§ **DIRECTIONS FOR THIS TASK**
What lines in the records below contain the string "rear"? Copy every one.

'''

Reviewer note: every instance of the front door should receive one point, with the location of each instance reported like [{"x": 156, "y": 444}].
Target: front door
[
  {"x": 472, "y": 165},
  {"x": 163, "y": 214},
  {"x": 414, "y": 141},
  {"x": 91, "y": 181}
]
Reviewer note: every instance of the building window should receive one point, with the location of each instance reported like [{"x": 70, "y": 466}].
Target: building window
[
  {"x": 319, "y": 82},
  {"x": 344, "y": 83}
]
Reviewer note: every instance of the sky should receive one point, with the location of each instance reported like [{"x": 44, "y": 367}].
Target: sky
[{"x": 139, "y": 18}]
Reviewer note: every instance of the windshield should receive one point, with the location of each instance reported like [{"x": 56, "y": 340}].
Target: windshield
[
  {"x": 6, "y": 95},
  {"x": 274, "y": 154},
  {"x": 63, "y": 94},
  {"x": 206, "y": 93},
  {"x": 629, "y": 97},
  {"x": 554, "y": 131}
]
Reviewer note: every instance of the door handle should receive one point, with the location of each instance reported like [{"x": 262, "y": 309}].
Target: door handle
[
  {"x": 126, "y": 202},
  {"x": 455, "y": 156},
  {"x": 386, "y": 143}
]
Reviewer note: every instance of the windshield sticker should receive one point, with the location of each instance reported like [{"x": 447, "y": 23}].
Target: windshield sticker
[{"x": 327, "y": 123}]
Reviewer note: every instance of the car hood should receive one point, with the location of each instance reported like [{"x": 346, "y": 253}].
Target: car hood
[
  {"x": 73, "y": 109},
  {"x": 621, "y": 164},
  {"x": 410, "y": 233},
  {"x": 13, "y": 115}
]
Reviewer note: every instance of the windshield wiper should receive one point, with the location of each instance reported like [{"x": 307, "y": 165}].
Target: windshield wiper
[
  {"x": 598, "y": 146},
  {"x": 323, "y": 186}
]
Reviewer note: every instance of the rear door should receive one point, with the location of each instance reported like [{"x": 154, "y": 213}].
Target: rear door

'''

§ **ANSWER SPACE**
Reviewer note: every instance of the rear door should receive one point, with the location of each instance reported like [{"x": 154, "y": 213}].
Target: rear door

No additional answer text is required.